• Directions for this task: Type again, exactly, the lines below from the start through the line that includes "Sample: <point>116,153</point>".

• Data to use:
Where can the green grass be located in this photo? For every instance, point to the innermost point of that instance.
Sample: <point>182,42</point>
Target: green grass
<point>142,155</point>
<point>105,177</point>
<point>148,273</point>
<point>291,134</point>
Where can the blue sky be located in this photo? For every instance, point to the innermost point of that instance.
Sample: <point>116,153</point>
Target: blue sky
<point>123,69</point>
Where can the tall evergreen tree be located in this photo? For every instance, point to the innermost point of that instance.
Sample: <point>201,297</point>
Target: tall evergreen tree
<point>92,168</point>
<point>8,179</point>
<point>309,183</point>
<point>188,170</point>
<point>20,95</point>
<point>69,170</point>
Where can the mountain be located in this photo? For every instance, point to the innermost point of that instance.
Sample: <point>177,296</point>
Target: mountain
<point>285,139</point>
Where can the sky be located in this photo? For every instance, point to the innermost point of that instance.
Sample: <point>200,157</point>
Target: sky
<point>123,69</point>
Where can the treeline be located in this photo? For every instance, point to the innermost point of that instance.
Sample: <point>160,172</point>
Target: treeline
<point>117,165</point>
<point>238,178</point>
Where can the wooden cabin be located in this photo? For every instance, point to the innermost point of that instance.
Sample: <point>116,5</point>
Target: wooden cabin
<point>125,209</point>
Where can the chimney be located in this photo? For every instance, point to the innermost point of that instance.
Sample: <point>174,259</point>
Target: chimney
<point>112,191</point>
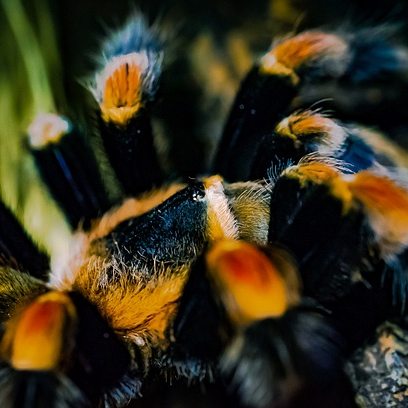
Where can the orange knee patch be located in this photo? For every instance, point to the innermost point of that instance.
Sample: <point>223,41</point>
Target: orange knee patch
<point>122,89</point>
<point>249,284</point>
<point>287,56</point>
<point>387,206</point>
<point>35,340</point>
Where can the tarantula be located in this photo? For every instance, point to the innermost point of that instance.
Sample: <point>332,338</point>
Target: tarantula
<point>262,277</point>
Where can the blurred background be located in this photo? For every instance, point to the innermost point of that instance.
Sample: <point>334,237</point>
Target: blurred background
<point>49,48</point>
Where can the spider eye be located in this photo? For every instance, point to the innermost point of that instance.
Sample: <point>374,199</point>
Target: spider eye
<point>198,193</point>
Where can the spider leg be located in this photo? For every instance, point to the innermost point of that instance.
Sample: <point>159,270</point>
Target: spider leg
<point>58,351</point>
<point>279,349</point>
<point>124,89</point>
<point>267,94</point>
<point>306,132</point>
<point>68,168</point>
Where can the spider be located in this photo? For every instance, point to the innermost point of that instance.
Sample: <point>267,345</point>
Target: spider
<point>262,277</point>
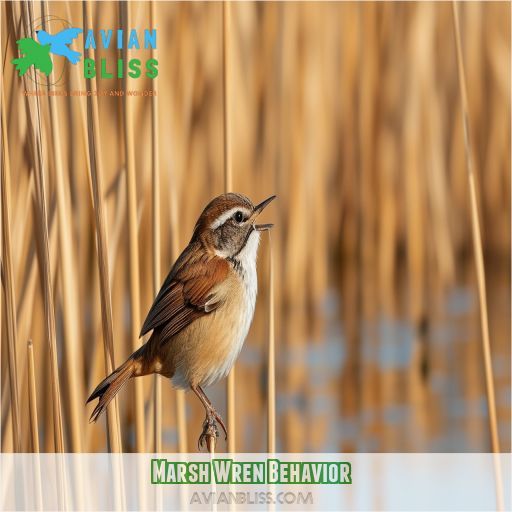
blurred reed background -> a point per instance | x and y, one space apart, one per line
350 113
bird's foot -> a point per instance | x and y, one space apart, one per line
218 417
209 434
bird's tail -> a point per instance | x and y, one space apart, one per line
22 64
108 388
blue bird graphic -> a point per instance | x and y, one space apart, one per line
58 42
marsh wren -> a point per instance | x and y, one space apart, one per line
202 314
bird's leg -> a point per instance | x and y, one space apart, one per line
218 417
210 431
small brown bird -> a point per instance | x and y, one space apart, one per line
203 312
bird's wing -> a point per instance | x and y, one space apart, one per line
28 46
67 35
189 292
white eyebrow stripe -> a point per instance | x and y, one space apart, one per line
226 215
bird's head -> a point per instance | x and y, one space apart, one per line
228 226
42 36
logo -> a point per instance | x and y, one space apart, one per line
51 49
36 53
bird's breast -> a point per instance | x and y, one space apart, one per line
206 350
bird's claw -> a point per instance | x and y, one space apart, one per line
209 434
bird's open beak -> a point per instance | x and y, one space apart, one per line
258 209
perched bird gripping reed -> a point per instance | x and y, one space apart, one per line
203 312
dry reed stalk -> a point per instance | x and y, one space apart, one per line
228 186
271 407
479 261
155 195
133 244
8 272
70 315
34 434
32 399
45 266
113 426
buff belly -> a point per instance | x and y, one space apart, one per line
206 350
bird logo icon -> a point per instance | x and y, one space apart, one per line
37 54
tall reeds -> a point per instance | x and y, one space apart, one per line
479 259
346 111
95 157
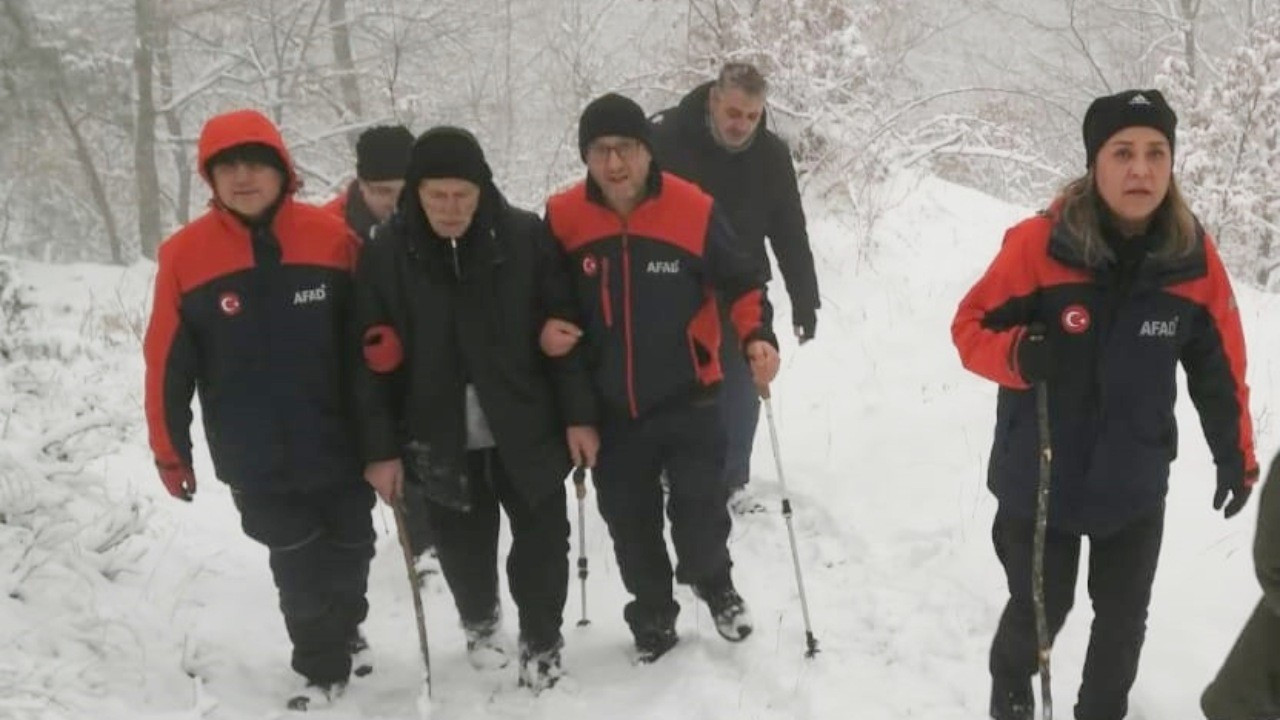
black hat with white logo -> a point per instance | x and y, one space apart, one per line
1112 113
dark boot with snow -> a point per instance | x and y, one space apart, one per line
540 666
654 630
728 609
1013 700
315 696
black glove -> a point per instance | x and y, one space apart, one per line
1238 486
805 323
1034 352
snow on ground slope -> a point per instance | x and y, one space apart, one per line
883 437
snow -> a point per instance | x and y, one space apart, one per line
120 602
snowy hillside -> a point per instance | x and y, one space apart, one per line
165 611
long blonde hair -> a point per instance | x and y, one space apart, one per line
1079 208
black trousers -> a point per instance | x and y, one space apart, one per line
320 546
1121 570
536 565
421 537
688 442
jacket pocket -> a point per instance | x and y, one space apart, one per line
442 481
606 301
704 338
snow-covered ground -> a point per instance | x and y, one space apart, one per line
164 610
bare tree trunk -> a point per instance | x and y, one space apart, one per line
1191 9
347 78
145 130
173 123
94 178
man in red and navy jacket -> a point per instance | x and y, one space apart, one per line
650 258
252 309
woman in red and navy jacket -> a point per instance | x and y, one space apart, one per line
1125 285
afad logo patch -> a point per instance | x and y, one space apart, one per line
1075 319
229 304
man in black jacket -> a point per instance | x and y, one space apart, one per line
717 137
456 395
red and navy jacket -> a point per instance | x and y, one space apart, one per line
647 288
350 205
1118 346
257 322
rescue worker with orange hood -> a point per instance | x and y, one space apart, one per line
251 309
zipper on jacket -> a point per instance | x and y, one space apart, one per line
606 301
626 323
457 265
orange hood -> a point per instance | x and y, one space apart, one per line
242 127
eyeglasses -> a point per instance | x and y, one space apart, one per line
600 151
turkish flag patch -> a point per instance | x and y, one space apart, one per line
383 349
1075 319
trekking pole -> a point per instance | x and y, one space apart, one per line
810 642
402 529
580 490
1045 646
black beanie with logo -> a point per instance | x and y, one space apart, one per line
612 114
1112 113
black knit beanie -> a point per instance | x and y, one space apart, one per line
612 114
1112 113
382 153
447 151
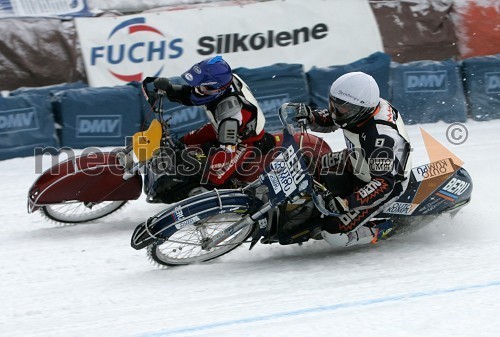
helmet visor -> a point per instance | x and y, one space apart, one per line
210 91
341 110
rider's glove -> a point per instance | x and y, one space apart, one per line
163 83
302 113
338 205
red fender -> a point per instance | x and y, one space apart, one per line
93 177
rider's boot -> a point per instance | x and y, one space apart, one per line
368 233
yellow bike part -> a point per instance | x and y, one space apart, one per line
147 143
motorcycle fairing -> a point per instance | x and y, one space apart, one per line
439 195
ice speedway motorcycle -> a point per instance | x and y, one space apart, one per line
211 224
93 185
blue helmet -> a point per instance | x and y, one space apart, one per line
209 78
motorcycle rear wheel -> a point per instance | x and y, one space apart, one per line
78 212
184 246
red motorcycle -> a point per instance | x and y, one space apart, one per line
93 185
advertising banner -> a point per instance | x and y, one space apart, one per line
43 8
320 33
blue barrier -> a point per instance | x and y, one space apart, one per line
98 116
47 90
428 91
26 122
274 85
482 86
320 79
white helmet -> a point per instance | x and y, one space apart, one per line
353 97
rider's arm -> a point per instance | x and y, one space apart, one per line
321 121
379 155
175 92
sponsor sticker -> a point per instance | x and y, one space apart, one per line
187 222
403 208
433 170
381 164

• Answer to this problem:
Where can the green grass be located in this photo? For every instance, point to the innermost point of that instance.
Sample: <point>182,42</point>
Target: green grass
<point>142,155</point>
<point>105,177</point>
<point>148,273</point>
<point>291,134</point>
Where can the blue sky be located in this photo? For every instance, point to the innermost point of that instance.
Sample: <point>116,153</point>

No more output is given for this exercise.